**Work to do:** Rewrite only the lines of the data below, starting with the line containing "Can you see the fish tail" and going on through the line containing "x=784, y=401", both included, with all other text unchanged. Scale every x and y coordinate in the answers by 1.8 and round each to a whole number, rounding halves up.

**Provided records:**
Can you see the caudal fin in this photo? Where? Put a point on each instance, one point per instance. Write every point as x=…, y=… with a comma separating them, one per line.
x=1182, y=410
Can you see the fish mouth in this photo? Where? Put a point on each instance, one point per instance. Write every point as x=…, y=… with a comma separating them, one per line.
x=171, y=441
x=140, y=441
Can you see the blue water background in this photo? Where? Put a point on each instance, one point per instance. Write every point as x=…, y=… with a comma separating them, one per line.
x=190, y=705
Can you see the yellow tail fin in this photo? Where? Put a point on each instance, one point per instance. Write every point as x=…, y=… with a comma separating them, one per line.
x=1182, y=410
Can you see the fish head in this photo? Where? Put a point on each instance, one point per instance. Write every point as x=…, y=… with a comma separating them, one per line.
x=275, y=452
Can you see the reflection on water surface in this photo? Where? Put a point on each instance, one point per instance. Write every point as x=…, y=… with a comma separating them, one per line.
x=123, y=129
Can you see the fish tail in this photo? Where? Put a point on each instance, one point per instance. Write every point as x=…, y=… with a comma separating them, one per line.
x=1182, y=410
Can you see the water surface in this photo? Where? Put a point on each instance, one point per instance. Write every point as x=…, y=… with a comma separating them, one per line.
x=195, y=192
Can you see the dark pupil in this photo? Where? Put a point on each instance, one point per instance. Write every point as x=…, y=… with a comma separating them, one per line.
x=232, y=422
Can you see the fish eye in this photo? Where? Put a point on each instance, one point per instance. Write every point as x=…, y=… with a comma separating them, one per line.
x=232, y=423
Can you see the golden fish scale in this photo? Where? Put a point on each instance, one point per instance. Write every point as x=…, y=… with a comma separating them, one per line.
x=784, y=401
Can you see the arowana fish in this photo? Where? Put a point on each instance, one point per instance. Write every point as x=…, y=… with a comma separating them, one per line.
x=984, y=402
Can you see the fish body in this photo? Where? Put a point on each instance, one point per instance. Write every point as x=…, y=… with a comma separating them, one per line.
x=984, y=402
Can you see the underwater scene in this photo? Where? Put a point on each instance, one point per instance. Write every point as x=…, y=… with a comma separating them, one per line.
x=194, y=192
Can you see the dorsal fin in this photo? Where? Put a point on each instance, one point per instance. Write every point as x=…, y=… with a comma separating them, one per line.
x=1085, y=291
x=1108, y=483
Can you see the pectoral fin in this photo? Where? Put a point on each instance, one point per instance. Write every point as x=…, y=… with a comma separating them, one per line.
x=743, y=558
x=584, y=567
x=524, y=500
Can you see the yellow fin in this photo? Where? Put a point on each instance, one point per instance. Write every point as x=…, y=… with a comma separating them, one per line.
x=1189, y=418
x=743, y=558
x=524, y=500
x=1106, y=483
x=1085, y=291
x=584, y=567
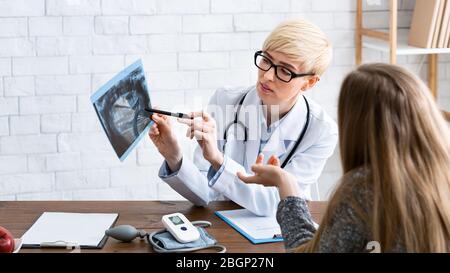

**Result for this task:**
Can you see the fish tail in this photo? Where? Put a point on each instance, one point per instance. Write every point as x=…, y=… with a comma separating them, one per line.
x=2128, y=738
Can you see the water surface in this photo? Where? Put a point on each instance, one point per instance. Write every point as x=…, y=… with a comma separating them, one per line.
x=351, y=346
Can you see the dark pupil in this photo? Where? Put a point on each instance, one point per instance. Write every point as x=…, y=… with a comma separating them, one per line.
x=418, y=760
Can you see the fish eye in this photo? Where? Put a point on each instance, one point per instance. Write every point as x=…, y=… with a comma separating them, one per line.
x=418, y=761
Can you see the golden fish scale in this photo? Where? Put a point on each instance, one point per instance. Write every point as x=…, y=… with a comma separating them, one per line.
x=1411, y=722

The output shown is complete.